*Text under study*.
Content starts
Adaptive platform trials: Efficiencies and Complexities

What are adaptive trials?

An adaptive design allows the pre-specification of flexible components to the major aspects of the trial, like the treatment arms used (dose, frequency, duration, combinations, etc.), the allocation to the different treatment arms, the eligible patient population, and the sample size. An adaptive design can learn from the accruing data what the most therapeutic doses or arms are, allowing for example, the design to home in on the best arms.

Examples of adaptations are:

  • Response adaptive randomisation
  • Early stopping of the study for futility/efficacy
  • Sample size re-estimation
  • Participant population (adaptive enrichment)
  • Dropping treatments that do not look promising

An overview of adaptive designs with examples of trials that employed these methods can be found as below:

Design Idea Examples
Continual reassessment method Model-based dose escalation to estimate the maximum tolerated dose TRAFIC [136], Viola [137], RomiCar [138]
Group-sequential Include options to stop the trial early for safety, futility or efficacy DEVELOP-UK [139]
Sample size re-estimation Adjust sample size to ensure the desired power DEVELOP-UK [139]
Multi-arm multi-stage Explore multiple treatments, doses, durations or combinations with options to ‘drop losers’ or ‘select winners’ early TAILoR [31], STAMPEDE [67140], COMPARE [141], 18-F PET study [142]
Population enrichment Narrow down recruitment to patients more likely to benefit (most) from the treatment Rizatriptan study [143144]
Biomarker-adaptive Incorporate information from or adapt on biomarkers FOCUS4 [145], DILfrequency [146]; examples in [147148]
Adaptive randomisation Shift allocation ratio towards more promising or informative treatment(s) DexFEM [149]; case studies in [150151]
Adaptive dose-ranging Shift allocation ratio towards more promising or informative dose(s) DILfrequency [146]
Seamless phase I/II Combine safety and activity assessment into one trial MK-0572 [152], Matchpoint [153154]
Seamless phase II/III Combine selection and confirmatory stages into one trial Case studies in [133]

*Table adapted from Pallmann,P et al., 2018

What are adaptive platform trials?

Adaptive platform trials enable the study of multiple targeted therapies in the context of a single disease in a perpetual manner, with therapies allowed to enter or leave the platform on the basis of a decision algorithm.

Key Features of Adaptive Platform Trials:

  • Any number of subgroups
  • Involves regular interim analyses
  • No maximum sample size
  • Has predefined decision rules for adaptation
  • Treatments can be added or removed
  • Treatment assignment controlled by accruing data
  • Governed by a single master protocol

Key Features that are Determinants of the Appropriateness of an Adaptive Platform Model

  • Is there currently low-quality evidence regarding current treatment options?
  • Are there many new potential treatments or is there only one experimental treatment of interest?
  • Are there likely to be new treatments that become available?
Content ends
Stored data:
Content starts
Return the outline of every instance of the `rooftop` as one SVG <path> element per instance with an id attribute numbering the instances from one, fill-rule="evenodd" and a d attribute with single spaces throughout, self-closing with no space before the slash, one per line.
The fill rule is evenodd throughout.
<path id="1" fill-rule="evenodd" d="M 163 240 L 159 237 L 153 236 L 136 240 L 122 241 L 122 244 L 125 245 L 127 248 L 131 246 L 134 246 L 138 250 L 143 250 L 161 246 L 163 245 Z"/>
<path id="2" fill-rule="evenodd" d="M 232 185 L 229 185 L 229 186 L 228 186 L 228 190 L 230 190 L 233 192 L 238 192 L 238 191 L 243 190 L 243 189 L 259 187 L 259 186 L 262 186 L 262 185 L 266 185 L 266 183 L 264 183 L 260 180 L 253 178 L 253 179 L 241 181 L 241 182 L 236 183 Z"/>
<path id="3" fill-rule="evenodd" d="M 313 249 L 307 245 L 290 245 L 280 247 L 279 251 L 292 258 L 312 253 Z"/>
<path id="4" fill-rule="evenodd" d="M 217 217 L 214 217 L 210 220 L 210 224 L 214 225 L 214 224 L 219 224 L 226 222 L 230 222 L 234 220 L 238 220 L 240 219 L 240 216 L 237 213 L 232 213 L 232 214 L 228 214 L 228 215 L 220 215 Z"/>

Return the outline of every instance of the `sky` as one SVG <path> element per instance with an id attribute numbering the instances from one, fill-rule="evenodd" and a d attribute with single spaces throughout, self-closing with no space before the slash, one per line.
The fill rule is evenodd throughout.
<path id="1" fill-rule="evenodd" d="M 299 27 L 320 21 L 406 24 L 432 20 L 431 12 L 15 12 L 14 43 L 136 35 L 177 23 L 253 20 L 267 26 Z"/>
Content ends
*Requirement*. Extend the text on adaptive platform trials, beginning right after its final bullet point. These lines are separate from the text on adaptive platform trials.

*Result*.
  • The disease has a high public health impact
  • The disease has multiple treatments administered in parallel or in series
  • There is substantial uncertainty about optimal treatment, particularly with variation in practice (replace random care with randomised care) and / or lots of new treatments to evaluate
  • Diseases with reasonable a priori likelihood of heterogeneity of treatment effect or treatment-by-treatment interactions
  • It is an important disease that has available clinical trial infrastructure and access to adaptive trial expertise

Questions to consider in making this decision include:

  1. Whether the specific intervention best suits a conventional model or a whole disease area and may be better addressed with an adaptive platform trial model.
  2. Endpoint – is it immediately observed or long term?
  3. Disease progression/Survival endpoint – these trials have typically long endpoints that can make adaptation difficult

Master Protocol

Master Protocol Value Proposition Guide (

A master protocol is a unifying study design that includes multiple subgroups and substudies, with patients having same or different diseases and that employ one or multiple drugs to treat it (Bogin V, 2020)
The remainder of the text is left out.